> _WORK REQUIRED_: Filter the entries for lines with the word "window".

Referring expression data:
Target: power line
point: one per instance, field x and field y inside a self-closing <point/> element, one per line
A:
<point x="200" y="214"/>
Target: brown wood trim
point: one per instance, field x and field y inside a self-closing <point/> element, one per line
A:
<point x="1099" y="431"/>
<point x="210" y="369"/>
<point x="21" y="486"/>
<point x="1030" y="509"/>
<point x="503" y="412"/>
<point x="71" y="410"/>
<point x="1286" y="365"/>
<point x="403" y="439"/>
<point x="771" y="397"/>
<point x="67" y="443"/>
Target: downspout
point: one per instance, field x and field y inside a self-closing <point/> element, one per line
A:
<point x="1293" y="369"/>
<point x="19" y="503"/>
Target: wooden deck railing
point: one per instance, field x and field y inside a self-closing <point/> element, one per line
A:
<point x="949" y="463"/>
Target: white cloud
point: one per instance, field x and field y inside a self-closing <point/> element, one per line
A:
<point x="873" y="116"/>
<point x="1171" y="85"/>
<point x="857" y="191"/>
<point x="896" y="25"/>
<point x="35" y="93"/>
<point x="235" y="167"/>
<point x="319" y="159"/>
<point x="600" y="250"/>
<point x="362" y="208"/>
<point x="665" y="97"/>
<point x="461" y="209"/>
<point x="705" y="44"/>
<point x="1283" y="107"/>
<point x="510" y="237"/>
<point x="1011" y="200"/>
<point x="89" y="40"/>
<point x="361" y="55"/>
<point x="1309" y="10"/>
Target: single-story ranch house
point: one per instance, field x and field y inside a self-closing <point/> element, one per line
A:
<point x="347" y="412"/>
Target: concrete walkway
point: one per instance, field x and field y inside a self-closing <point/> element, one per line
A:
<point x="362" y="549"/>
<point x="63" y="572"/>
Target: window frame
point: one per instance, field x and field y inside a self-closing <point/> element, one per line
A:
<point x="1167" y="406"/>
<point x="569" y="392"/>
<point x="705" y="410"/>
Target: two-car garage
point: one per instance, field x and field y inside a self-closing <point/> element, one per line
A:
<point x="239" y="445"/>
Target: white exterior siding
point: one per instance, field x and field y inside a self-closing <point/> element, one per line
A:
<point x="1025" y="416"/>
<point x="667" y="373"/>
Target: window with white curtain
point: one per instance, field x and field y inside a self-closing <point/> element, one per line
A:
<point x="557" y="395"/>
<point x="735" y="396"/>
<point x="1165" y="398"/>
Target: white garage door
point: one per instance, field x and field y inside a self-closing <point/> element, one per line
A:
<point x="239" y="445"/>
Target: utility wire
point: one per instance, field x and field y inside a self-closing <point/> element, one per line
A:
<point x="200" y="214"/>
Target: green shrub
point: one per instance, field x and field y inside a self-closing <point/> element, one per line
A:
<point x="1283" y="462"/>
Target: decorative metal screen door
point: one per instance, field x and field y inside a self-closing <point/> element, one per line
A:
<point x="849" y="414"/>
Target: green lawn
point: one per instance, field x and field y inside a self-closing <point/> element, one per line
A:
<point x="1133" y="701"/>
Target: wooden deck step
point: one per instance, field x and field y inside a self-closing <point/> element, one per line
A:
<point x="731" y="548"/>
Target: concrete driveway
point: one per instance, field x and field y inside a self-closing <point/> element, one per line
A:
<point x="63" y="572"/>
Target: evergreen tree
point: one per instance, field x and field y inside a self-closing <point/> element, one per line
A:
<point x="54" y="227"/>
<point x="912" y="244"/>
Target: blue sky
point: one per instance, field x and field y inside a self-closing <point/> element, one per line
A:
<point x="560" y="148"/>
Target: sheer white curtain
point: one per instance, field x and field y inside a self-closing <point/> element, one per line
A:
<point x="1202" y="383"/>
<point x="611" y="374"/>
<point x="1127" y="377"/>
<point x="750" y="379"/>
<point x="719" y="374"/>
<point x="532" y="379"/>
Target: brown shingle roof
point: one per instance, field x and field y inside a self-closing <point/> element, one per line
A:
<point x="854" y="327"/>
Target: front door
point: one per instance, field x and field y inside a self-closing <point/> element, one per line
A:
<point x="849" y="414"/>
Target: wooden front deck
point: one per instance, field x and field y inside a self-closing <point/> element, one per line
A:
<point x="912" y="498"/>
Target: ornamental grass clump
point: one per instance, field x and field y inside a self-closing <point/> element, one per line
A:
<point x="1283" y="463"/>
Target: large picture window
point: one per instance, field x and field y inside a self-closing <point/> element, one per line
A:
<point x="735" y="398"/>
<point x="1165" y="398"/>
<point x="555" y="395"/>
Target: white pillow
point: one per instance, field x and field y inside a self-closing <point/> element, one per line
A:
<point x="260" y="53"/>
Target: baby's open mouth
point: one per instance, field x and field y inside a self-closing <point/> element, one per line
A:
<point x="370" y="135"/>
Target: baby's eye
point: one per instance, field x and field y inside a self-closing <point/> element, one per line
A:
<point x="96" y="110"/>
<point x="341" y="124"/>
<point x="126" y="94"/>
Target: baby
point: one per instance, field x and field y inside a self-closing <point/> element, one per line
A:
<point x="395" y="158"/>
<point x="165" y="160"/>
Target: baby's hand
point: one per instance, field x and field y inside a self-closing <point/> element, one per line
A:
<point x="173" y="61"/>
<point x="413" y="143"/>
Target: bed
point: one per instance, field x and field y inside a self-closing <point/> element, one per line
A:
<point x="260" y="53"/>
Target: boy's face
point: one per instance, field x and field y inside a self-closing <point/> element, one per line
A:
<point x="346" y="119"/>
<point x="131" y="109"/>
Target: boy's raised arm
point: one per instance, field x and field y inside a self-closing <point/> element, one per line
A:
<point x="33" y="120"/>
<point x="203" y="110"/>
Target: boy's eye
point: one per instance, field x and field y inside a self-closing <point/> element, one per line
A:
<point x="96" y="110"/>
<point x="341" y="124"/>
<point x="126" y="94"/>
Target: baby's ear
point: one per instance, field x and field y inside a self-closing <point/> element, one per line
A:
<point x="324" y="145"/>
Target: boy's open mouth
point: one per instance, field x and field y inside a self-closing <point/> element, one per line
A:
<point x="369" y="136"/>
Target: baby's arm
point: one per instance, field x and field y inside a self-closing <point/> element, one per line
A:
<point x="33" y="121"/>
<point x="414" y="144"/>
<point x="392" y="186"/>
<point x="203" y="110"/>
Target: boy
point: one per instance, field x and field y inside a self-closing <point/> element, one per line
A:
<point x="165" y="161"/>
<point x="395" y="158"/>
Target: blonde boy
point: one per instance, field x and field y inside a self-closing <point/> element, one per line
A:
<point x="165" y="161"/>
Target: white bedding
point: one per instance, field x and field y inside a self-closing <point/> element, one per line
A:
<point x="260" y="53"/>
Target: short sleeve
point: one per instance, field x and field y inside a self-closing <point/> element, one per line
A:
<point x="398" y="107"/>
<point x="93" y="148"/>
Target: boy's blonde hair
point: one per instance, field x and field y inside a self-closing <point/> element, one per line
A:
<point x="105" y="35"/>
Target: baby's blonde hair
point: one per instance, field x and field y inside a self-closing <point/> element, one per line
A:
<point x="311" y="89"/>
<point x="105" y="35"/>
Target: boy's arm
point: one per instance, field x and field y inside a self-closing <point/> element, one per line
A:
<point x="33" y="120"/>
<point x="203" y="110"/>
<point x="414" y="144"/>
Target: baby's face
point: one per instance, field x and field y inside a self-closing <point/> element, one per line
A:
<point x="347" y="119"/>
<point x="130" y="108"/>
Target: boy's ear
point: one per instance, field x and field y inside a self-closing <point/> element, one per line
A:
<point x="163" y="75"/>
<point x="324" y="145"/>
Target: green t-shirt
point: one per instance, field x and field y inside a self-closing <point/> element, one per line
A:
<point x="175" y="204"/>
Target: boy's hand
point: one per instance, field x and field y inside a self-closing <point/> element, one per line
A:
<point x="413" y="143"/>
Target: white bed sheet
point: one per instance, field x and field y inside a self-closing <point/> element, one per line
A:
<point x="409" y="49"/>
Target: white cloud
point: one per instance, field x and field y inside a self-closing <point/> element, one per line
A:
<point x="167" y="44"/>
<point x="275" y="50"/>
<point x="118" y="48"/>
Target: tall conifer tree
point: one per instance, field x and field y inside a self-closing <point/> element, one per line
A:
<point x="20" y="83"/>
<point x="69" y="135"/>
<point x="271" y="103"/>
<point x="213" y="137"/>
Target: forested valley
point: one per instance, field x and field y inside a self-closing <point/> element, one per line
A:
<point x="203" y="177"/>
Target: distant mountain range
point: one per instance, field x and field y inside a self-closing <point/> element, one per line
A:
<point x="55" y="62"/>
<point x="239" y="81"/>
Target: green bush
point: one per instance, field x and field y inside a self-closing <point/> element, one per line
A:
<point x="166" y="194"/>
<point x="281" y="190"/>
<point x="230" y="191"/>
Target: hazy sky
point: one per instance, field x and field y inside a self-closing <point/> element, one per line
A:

> _REPLY TO THE TASK_:
Target: window frame
Target: window with white curtain
Target: large picture window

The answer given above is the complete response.